(Source records)
/---

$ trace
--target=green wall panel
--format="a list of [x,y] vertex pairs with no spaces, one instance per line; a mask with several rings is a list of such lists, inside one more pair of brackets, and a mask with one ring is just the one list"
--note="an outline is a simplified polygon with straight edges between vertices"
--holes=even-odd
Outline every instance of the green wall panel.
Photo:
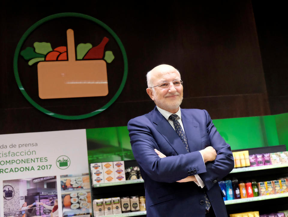
[[[288,113],[213,120],[232,150],[286,144]],[[89,163],[134,159],[126,126],[86,130]]]

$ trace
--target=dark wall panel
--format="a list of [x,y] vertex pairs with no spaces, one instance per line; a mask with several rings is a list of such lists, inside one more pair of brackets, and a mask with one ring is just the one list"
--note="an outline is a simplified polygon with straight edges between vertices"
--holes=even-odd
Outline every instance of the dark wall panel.
[[288,112],[287,11],[280,3],[252,1],[272,114]]
[[[63,2],[41,10],[22,4],[16,8],[4,4],[0,9],[0,117],[4,121],[0,133],[125,125],[130,119],[153,108],[146,93],[145,76],[162,63],[173,65],[181,73],[184,88],[182,107],[205,109],[213,119],[270,114],[250,1],[159,7],[96,1],[69,6]],[[25,31],[42,18],[68,11],[90,15],[107,24],[121,40],[128,60],[126,84],[115,103],[82,120],[58,119],[38,111],[22,95],[13,73],[14,52]],[[72,113],[98,108],[96,99],[80,99],[69,106],[65,103],[68,101],[55,100],[45,108]]]

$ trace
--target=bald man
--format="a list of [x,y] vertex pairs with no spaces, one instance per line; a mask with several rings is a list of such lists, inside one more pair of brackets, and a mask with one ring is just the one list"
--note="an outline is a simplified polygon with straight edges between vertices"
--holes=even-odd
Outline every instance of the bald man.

\---

| REQUEST |
Rewrite every line of the records above, requests included, multiplying each coordinate in the answers by 0.4 and rounding to whole numbers with halves rounded up. Leave the pictures out.

| EXPECTED ANSWER |
$ trace
--target=green wall panel
--format="a list of [x,y] vertex pairs with no spaces, one instance per line; a mask with several rings is a list of such lists, inside one more pair of brackets, and a mask with one ring is just the one list"
--note="an outline is a simplified polygon with straight edges between vertices"
--holes=even-odd
Outline every instance of the green wall panel.
Photo:
[[[115,45],[85,48],[93,60],[114,58]],[[36,65],[54,64],[50,50],[34,52]]]

$ trace
--target=dark wall panel
--format="a list of [x,y] vertex pairs with no spaces, one instance per line; a mask with several rings is a list of such lists, inside one more pair of brackets, and a mask with one ring is just the one list"
--note="an outline is a simplified polygon with straight edges between vertices"
--holes=even-odd
Outline every instance of the dark wall panel.
[[115,45],[115,4],[112,1],[101,0],[109,46]]
[[[25,1],[16,4],[9,2],[6,3],[2,2],[0,4],[0,47],[2,48],[0,53],[50,50],[52,48],[61,43],[58,37],[58,30],[65,25],[69,26],[72,29],[74,35],[73,43],[82,44],[85,48],[108,46],[100,0],[64,3],[38,0],[28,2]],[[10,12],[17,7],[27,4],[36,6],[43,10],[48,16],[51,24],[50,34],[46,41],[33,48],[23,48],[15,44],[9,38],[5,29],[6,21]],[[29,45],[39,43],[38,40],[32,40],[28,42],[26,41],[27,40],[22,40],[18,43]]]

$ trace
--target=bald man
--format="a list of [x,y] vertex pairs with no spaces, one instance per line; a mask with several rings is a list of such lists, inside one more pair of brackets, and a mask with one ring is just the one list"
--note="an outline is a simplified polygon with straight edges between vertices"
--holes=even-odd
Outline every instance of the bald man.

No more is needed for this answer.